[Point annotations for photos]
###

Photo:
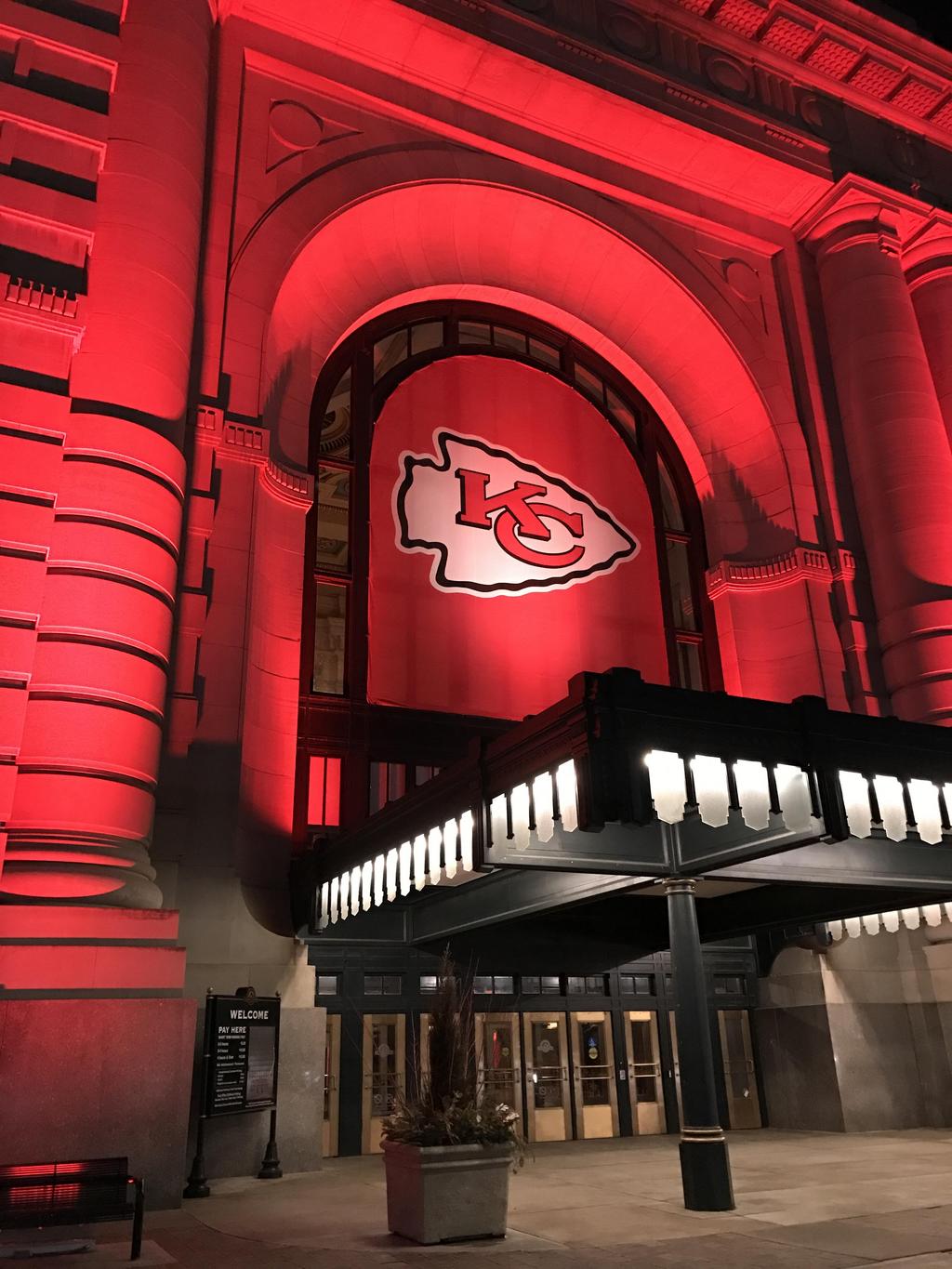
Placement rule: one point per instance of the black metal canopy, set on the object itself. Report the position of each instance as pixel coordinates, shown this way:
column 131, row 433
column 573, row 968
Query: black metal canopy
column 560, row 829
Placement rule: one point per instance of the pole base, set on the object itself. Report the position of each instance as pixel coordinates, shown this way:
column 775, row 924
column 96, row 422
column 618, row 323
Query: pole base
column 271, row 1164
column 706, row 1172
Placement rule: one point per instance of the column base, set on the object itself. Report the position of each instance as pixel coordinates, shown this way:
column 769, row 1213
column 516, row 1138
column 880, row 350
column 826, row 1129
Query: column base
column 705, row 1170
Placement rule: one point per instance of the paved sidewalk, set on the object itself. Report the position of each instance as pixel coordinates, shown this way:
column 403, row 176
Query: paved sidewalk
column 805, row 1200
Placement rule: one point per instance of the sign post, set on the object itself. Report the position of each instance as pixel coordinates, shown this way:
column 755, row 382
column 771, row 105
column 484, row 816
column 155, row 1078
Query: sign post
column 239, row 1073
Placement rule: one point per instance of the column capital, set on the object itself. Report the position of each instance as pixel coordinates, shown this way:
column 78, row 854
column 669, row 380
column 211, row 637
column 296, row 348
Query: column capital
column 928, row 253
column 680, row 886
column 852, row 218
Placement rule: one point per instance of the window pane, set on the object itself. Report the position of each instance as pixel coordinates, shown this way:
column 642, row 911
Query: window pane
column 638, row 985
column 670, row 503
column 426, row 336
column 333, row 518
column 683, row 615
column 621, row 413
column 377, row 797
column 475, row 333
column 324, row 791
column 389, row 351
column 548, row 1060
column 596, row 1074
column 513, row 340
column 690, row 667
column 591, row 383
column 336, row 430
column 545, row 353
column 729, row 985
column 396, row 781
column 329, row 639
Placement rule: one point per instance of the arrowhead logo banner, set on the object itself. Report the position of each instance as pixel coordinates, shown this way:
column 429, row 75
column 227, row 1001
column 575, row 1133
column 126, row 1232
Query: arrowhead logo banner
column 496, row 524
column 511, row 543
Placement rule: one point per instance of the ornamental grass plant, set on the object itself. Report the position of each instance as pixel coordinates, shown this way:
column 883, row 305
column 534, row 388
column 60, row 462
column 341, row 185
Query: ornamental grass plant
column 448, row 1106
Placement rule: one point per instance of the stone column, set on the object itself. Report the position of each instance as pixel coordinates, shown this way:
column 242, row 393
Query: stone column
column 900, row 462
column 83, row 803
column 928, row 264
column 705, row 1165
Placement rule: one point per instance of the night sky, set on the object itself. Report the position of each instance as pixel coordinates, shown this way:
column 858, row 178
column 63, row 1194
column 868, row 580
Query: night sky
column 930, row 18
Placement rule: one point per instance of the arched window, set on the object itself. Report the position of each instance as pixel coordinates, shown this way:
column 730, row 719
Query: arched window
column 385, row 750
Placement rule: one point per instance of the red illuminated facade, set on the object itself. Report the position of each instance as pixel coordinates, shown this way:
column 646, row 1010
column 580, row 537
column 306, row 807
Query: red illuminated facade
column 684, row 267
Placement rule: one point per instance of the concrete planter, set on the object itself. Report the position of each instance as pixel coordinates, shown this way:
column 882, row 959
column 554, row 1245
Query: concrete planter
column 445, row 1193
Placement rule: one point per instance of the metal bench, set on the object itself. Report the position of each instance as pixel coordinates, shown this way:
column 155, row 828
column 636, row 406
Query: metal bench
column 33, row 1196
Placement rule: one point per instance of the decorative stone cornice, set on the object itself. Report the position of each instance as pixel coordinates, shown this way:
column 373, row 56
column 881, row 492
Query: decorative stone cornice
column 855, row 211
column 802, row 563
column 245, row 442
column 928, row 253
column 800, row 59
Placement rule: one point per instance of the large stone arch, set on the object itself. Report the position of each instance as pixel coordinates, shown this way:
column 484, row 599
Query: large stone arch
column 532, row 253
column 541, row 257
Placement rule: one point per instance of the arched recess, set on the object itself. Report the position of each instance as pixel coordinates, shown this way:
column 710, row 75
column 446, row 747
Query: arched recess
column 553, row 263
column 544, row 259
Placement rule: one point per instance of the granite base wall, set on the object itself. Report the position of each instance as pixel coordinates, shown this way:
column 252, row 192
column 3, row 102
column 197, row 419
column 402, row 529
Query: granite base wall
column 93, row 1078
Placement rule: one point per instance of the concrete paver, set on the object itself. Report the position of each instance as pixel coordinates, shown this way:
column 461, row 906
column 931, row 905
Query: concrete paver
column 805, row 1200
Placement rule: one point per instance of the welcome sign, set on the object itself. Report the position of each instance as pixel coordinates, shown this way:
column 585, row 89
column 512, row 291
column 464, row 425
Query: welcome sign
column 511, row 543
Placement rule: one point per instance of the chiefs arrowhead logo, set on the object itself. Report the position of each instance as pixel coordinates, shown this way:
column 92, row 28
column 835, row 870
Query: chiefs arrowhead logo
column 496, row 525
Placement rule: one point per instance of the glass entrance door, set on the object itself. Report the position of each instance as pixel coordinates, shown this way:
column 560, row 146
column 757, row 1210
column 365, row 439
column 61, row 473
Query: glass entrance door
column 384, row 1073
column 548, row 1077
column 739, row 1073
column 645, row 1088
column 332, row 1087
column 593, row 1074
column 499, row 1060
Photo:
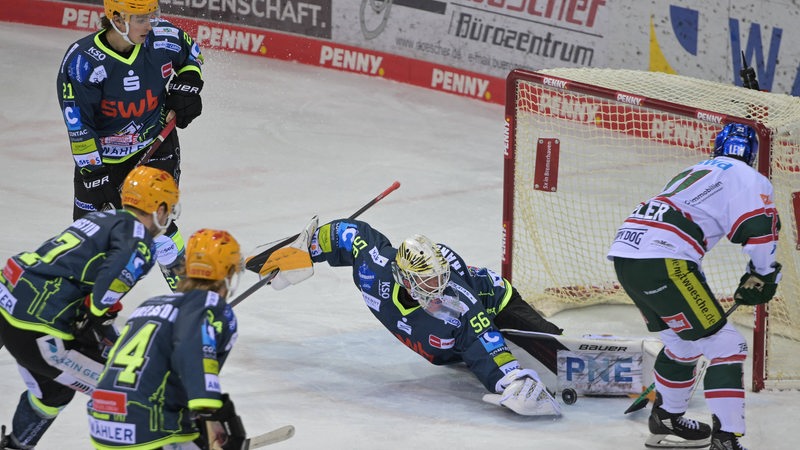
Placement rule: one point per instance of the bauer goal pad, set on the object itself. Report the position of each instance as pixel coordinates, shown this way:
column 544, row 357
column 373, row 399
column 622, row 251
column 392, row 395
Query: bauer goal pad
column 585, row 146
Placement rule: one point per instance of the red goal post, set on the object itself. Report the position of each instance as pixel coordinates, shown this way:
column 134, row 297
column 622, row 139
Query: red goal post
column 585, row 146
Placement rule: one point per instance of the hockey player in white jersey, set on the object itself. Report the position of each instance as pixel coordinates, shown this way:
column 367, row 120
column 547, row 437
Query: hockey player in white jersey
column 657, row 254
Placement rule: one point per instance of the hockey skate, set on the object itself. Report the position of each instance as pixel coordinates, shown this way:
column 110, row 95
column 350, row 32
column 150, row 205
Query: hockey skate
column 5, row 440
column 675, row 431
column 723, row 440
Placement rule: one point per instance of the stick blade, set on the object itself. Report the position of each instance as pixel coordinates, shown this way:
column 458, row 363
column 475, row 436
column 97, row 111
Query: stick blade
column 271, row 437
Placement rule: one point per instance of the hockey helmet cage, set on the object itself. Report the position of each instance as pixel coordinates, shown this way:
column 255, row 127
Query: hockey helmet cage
column 420, row 267
column 127, row 8
column 212, row 255
column 146, row 188
column 737, row 141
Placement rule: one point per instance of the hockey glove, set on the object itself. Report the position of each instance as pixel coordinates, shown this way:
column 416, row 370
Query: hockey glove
column 293, row 261
column 95, row 335
column 522, row 392
column 183, row 97
column 99, row 188
column 755, row 289
column 221, row 429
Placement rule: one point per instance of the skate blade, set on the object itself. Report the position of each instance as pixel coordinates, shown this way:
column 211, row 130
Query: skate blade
column 672, row 441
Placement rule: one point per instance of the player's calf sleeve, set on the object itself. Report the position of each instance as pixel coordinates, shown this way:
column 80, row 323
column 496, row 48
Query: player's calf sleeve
column 674, row 378
column 31, row 419
column 723, row 388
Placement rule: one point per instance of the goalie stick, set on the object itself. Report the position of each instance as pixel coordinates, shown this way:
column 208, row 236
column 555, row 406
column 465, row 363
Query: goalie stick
column 643, row 398
column 270, row 437
column 256, row 262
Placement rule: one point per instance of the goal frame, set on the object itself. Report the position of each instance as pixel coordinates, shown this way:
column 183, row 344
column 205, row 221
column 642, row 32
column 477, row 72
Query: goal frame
column 761, row 316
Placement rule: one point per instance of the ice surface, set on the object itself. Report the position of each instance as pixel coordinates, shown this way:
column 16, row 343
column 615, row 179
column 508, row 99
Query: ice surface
column 277, row 143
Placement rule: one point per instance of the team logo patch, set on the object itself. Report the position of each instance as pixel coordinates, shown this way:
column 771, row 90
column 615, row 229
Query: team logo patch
column 492, row 340
column 442, row 343
column 110, row 402
column 678, row 322
column 166, row 70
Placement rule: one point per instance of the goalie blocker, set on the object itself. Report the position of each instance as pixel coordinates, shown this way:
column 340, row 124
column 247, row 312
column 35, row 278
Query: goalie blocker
column 600, row 365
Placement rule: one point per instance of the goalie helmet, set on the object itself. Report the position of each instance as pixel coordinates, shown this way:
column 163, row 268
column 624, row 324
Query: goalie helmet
column 212, row 255
column 127, row 8
column 146, row 188
column 420, row 267
column 737, row 141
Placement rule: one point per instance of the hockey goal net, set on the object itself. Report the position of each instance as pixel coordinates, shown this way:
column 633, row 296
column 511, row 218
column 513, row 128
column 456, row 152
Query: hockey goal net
column 585, row 146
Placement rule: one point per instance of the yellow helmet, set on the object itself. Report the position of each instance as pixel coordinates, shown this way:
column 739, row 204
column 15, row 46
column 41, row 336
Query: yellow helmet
column 146, row 188
column 126, row 8
column 212, row 255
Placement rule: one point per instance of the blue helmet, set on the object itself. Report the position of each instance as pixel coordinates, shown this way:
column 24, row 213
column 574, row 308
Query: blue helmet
column 737, row 141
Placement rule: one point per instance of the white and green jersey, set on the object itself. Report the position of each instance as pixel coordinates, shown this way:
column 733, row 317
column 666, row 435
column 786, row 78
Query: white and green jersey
column 716, row 198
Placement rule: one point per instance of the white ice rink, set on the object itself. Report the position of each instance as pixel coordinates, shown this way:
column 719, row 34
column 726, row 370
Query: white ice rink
column 277, row 143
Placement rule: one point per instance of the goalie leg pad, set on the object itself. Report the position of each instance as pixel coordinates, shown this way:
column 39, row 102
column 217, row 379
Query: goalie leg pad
column 525, row 394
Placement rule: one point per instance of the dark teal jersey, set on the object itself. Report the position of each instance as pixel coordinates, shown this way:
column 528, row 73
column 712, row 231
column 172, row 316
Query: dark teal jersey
column 473, row 338
column 165, row 365
column 103, row 254
column 113, row 105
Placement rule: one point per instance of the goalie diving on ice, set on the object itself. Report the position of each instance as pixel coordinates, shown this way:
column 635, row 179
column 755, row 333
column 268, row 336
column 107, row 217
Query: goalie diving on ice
column 436, row 305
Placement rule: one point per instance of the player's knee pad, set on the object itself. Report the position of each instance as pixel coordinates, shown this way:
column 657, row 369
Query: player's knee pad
column 726, row 344
column 31, row 419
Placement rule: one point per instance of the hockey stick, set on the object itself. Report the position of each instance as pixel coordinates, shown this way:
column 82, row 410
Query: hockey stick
column 270, row 437
column 256, row 262
column 643, row 398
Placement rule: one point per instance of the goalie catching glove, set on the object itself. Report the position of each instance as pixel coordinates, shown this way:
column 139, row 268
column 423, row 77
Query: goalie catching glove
column 292, row 262
column 522, row 392
column 755, row 289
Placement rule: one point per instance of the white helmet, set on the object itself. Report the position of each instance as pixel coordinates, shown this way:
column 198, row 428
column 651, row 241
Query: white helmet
column 420, row 267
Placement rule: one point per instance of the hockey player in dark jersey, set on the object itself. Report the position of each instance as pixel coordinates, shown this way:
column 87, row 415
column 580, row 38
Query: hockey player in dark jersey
column 58, row 303
column 161, row 386
column 439, row 307
column 117, row 88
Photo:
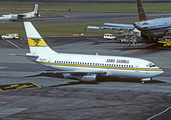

###

Which lines in the entries above contain the string "pane"? Collect every such line in full, and count only matches with the same case.

Solved exercise:
Placement rule: one point per instance of the window pane, set on the object itself. Report the position of each instance as pixel coordinates, shown this way:
Query: window pane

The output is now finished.